SUPPLIED PASSAGE =>
════

We started out with a generic set from ebay. We're adding Thomas pieces now and then.

This is the one we have. FWIW...I did the home lead paint testing on this and it came up okay. I'm not going to tell you how much we paid new. You'd be sending daggers my direction. It is Thomas compatible.

Ebay Item number: 310133363081


----------



## Sasharna (Nov 19, 2008)

Nicki's Diapers currently has a small collection of Thomas toys on the best sale I've ever seen.


----------



## tonimk19 (Feb 7, 2007)

Check out your local children's resale shop. I've seen a few Thomas toys there for great prices. Yard sales, ebay, craigslist too... enlist your family & friends in the search.

FYI- the wooden Thomas trains do not go well with the pastic tracks/ trains (and vice versa).


----------



## Krystal323 (May 14, 2004)

════

Extracted data entries =>
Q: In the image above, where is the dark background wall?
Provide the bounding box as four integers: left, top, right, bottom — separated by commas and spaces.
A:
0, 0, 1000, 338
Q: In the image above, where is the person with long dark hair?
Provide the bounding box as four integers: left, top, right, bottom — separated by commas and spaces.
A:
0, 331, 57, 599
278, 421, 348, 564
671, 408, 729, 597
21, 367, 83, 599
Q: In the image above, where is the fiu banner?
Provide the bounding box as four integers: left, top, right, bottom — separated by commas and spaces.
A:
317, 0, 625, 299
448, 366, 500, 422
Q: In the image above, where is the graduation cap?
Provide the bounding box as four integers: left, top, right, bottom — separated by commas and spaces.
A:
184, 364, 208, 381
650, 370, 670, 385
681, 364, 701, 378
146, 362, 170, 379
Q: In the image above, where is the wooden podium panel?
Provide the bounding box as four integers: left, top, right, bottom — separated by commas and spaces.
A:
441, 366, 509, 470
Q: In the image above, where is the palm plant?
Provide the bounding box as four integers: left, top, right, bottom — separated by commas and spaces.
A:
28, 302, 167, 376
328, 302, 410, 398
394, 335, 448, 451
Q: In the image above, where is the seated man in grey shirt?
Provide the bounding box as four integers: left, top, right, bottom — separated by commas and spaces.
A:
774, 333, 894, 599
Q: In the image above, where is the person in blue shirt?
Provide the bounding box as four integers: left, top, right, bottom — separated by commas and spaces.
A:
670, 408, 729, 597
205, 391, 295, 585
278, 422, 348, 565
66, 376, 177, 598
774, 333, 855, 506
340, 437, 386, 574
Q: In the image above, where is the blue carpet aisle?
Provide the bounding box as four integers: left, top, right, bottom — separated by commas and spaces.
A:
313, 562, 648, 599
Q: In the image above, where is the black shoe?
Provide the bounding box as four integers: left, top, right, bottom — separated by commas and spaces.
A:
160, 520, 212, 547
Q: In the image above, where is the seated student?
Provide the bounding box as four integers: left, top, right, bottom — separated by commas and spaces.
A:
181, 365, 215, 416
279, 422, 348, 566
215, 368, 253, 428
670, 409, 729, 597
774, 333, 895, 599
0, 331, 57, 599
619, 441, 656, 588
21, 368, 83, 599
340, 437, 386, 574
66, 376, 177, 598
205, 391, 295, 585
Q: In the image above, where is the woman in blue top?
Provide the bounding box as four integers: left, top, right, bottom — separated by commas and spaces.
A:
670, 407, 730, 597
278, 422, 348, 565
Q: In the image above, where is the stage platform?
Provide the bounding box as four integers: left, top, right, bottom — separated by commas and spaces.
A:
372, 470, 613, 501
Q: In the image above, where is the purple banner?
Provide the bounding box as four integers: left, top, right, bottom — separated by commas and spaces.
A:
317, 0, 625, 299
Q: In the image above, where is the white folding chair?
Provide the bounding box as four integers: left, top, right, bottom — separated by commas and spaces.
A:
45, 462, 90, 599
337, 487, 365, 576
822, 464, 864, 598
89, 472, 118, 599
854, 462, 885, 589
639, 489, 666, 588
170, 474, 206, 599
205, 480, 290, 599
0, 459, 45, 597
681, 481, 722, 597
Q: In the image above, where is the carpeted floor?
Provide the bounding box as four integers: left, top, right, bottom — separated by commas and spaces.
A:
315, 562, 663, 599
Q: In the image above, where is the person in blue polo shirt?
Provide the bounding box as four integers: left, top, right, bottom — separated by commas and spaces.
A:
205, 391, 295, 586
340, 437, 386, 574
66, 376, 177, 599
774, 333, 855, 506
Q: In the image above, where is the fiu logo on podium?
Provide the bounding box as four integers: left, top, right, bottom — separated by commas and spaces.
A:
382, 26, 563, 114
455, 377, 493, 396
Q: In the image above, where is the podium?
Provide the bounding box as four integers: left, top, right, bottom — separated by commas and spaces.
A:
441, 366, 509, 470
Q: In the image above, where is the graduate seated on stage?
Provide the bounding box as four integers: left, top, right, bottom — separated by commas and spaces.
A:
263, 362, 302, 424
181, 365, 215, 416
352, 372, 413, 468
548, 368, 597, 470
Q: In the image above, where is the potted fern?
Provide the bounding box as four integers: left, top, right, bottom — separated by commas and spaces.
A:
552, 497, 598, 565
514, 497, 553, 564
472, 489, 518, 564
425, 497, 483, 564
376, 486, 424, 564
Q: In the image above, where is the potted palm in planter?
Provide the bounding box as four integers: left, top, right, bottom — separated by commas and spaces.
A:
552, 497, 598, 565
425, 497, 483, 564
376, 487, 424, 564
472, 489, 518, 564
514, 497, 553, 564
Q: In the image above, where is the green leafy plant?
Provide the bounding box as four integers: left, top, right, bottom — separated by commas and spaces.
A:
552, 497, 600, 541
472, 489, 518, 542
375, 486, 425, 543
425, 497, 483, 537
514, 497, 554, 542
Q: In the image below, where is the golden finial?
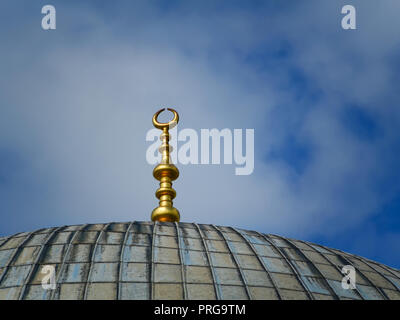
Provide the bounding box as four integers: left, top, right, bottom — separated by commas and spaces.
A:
151, 108, 180, 222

════

WORK TO BE COMPLETED => Can you extend the forum thread about finding Thomas train toys, picking up after its last line? The records are separate material, not part of the forum thread about Thomas train toys.

REPLY =>
i have an embarrassing amount, like a huge cardboard boxful, of Thomas stuff....if anyone's interested i will absolutely sell some!









i don't have any of the newer engines tho, cause the kid who was the Thomas fanantic is turning 10 this year


----------



## tonimk19 (Feb 7, 2007)

Quote:


Originally Posted by *Krystal323* 
i have an embarrassing amount, like a huge cardboard boxful, of Thomas stuff....if anyone's interested i will absolutely sell some!









i don't have any of the newer engines tho, cause the kid who was the Thomas fanantic is turning 10 this year










Really? I may hit you up! Emily has 1 train (Edward but he's still blue so it's Thomas to me) and the 3 tub toys from Target. She loves Thomas but gosh darn it's so pricey! I'll PM you!


----------



## BetsyS (Nov 8, 2004)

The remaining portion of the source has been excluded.